Records from a data source:
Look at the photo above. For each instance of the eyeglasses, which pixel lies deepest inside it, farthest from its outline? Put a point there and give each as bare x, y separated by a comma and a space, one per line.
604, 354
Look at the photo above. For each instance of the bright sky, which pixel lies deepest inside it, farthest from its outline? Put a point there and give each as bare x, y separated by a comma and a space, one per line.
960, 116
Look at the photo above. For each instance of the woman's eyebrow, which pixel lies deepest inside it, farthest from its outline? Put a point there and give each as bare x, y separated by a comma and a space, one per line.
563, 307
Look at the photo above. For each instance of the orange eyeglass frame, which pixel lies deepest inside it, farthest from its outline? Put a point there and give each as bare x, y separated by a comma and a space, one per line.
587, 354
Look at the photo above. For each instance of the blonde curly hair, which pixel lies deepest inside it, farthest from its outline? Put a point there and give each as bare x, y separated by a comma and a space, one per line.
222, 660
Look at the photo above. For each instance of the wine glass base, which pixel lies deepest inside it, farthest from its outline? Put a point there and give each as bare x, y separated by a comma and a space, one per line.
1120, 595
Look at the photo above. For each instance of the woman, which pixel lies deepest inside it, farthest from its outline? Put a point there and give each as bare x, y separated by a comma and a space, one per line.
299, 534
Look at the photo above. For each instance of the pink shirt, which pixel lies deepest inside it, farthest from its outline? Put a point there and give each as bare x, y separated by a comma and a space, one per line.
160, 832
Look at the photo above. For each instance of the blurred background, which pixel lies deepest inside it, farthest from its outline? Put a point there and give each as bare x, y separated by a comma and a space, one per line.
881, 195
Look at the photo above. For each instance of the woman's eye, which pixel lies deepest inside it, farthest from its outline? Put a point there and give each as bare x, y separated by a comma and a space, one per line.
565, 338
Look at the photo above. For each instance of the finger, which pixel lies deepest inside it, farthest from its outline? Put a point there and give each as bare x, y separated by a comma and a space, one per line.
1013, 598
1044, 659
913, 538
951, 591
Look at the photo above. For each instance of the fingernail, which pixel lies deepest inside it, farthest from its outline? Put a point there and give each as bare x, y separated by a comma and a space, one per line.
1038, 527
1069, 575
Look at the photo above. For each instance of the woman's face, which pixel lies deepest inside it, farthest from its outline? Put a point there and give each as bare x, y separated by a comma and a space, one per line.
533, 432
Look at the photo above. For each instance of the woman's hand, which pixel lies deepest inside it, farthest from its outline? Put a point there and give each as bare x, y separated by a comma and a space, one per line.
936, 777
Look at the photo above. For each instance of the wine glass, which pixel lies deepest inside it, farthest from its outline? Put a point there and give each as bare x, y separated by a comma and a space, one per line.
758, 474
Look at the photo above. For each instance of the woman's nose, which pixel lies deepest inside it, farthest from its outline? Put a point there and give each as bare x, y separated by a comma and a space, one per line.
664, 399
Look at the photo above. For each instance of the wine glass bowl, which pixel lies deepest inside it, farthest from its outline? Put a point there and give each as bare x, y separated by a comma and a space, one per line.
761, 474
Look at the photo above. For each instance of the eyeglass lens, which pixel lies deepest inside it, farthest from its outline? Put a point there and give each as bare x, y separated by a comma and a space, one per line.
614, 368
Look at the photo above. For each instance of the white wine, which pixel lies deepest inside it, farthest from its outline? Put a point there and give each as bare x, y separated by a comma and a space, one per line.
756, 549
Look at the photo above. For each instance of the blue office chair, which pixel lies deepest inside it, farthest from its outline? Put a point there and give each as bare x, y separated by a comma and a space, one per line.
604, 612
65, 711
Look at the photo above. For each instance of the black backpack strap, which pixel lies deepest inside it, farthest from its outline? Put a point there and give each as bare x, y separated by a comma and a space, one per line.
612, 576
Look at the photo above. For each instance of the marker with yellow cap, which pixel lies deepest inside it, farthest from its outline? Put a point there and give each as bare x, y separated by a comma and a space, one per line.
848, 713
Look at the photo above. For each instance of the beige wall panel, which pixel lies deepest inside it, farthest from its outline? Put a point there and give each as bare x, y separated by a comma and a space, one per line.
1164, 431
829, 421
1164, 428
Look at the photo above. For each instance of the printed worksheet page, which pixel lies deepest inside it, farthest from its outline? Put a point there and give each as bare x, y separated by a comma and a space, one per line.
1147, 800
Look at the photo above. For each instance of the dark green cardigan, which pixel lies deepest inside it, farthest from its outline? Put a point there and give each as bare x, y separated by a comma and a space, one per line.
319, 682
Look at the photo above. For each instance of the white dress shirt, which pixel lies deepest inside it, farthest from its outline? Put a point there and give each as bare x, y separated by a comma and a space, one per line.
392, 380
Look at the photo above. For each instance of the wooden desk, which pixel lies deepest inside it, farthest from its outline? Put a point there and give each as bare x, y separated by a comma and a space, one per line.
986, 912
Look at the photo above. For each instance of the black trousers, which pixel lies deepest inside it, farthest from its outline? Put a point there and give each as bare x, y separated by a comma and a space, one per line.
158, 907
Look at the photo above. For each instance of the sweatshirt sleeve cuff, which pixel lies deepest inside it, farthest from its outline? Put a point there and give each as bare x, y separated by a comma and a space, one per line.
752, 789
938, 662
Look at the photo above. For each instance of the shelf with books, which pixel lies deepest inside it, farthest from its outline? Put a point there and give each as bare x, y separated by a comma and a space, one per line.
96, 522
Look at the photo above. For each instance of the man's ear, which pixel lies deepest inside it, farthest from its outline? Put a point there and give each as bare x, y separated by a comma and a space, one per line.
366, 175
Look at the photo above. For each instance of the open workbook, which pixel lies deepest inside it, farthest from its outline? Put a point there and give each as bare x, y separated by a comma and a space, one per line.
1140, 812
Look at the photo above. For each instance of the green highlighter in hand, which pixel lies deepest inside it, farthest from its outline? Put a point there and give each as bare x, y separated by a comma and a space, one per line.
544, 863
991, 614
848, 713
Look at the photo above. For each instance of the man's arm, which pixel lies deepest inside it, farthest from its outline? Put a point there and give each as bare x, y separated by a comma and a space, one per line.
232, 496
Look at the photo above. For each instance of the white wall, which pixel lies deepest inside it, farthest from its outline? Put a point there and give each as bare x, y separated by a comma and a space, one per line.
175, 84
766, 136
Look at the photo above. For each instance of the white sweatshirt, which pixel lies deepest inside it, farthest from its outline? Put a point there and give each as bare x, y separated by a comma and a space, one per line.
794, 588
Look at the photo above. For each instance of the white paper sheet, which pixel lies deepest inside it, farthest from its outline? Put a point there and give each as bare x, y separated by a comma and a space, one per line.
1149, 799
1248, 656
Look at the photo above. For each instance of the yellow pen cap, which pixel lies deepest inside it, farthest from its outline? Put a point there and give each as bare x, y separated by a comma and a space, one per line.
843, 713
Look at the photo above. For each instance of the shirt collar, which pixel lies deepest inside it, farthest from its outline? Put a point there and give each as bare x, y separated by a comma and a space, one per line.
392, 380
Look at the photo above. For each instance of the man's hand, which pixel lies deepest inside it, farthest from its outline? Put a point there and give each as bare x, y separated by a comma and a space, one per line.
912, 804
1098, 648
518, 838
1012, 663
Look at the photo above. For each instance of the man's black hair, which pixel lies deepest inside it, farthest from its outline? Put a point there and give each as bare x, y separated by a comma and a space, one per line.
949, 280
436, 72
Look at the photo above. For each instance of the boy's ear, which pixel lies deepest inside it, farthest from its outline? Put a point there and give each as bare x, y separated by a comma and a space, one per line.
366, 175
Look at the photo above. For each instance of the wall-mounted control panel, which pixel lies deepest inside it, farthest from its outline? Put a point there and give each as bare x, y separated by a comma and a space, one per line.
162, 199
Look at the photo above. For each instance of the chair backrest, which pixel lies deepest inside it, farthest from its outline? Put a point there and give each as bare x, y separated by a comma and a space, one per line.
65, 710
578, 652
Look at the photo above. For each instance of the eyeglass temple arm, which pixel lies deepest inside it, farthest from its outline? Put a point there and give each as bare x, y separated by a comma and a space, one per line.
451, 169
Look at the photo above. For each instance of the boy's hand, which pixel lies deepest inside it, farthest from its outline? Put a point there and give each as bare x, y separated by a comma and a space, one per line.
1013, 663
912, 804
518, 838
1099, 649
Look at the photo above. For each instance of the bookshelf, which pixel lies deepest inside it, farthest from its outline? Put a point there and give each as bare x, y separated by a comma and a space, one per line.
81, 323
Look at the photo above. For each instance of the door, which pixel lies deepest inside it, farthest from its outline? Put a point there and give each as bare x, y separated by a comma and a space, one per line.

**DIRECTIONS FOR THIS TASK:** Each line from the one containing "boy's hand, which" through the last line of the entries above is to be returned exactly, and no others.

**THE COMPLETED TASK:**
Look at the photo above. For each instance of the boy's hand, which pixel lies deepest inside it, farthest from its outline? Put a point there and give each as bare x, y separated by a comma and a space, one per line.
1013, 663
912, 804
518, 838
1099, 649
Look at the photo above. For each instance of the bookshelf, which pixel lies deepest inside it, farthest from its outline? Put a point there and give each as bare x, y separated by a comma and a space, one per line.
81, 323
Look at the photo above. For each instance of the door, which pixel lies deepest inside it, farthest from its outline? Put a point there and give each as bare x, y separated by a comma and a space, one per line.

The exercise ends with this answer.